> What you have to do
Write down every entry once more, exactly as it reads.

[Referring expression pointing data]

▼

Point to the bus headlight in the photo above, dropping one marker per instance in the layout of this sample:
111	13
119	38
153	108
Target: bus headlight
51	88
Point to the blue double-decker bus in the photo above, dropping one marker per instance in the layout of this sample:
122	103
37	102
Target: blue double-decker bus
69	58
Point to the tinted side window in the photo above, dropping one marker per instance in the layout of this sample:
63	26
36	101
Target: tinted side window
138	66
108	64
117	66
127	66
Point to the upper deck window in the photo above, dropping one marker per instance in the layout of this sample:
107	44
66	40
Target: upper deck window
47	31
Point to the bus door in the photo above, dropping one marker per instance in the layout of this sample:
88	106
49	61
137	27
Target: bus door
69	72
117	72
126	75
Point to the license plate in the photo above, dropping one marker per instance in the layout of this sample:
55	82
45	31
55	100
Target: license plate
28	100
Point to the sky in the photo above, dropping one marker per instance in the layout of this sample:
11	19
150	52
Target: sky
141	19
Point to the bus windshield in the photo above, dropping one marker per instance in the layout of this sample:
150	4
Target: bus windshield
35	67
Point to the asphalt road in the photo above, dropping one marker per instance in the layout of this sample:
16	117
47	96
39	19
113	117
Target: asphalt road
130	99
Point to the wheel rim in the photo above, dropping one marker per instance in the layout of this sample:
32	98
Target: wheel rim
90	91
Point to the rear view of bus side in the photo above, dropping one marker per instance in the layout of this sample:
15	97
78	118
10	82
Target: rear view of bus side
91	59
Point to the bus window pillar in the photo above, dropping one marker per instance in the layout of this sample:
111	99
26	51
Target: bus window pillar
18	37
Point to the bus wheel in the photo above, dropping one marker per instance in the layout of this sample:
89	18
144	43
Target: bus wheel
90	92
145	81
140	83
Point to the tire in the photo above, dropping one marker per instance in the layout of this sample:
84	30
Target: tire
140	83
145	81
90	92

▲

> Exercise response
Point to the bus headlight in the photo above, dropping one marker per instance in the layout of this sample:
111	13
119	38
153	108
Target: bus headlight
51	88
Point to the blue double-decker bus in the photo above, dropping one marker per instance in the layout of this sample:
122	103
37	102
Target: blue double-decker bus
69	58
Point to the tinted side window in the photo above, dropping one marker per instance in the layout of this sample:
63	26
36	101
Target: tinted side window
138	66
108	64
117	66
127	66
Point to the upper deck window in the photo above, dropping one marker per instance in the layout of this sample:
107	44
66	40
Target: upper deck window
47	31
Point to the bus door in the photo above, dropping one marker per instance in the layout of this sample:
88	106
49	61
137	27
Target: bus door
69	72
117	72
126	75
Point to the license plate in the photo above, dropping one marker per instance in the layout of this sample:
55	82
45	31
55	100
Target: license plate
28	100
Point to the sky in the photo above, dropping one marker per instance in the layout of this sample:
11	19
150	52
Target: sky
141	19
Point to the bus windshield in the photo above, dropping one marker per instance in the layout of this sample:
150	4
Target: bus windshield
35	67
Point to the asphalt road in the photo above, dropping one marker per instance in the layout of this sample:
16	117
47	96
39	19
113	117
Target: asphalt road
130	99
Point to the wheel rim in the photo above, dropping one marker per instance in the layout of this sample:
32	98
Target: wheel rim
90	91
Point to the rear view of bus side in the photo above, dropping one marker per instance in the layout of this sample:
15	97
78	118
10	82
Target: rear view of bus side
91	59
Point to the bus window pillar in the photo above, dropping one marker per instance in the layout of this sample:
111	99
26	51
Target: bus window pillar
18	37
Point to the bus wheel in the photo above, dropping one marker per instance in the layout of this sample:
89	18
144	43
Target: bus wheel
90	92
145	81
140	83
Point to the tire in the photo above, dropping one marker per instance in the layout of this sample:
84	30
Target: tire
140	83
145	81
90	92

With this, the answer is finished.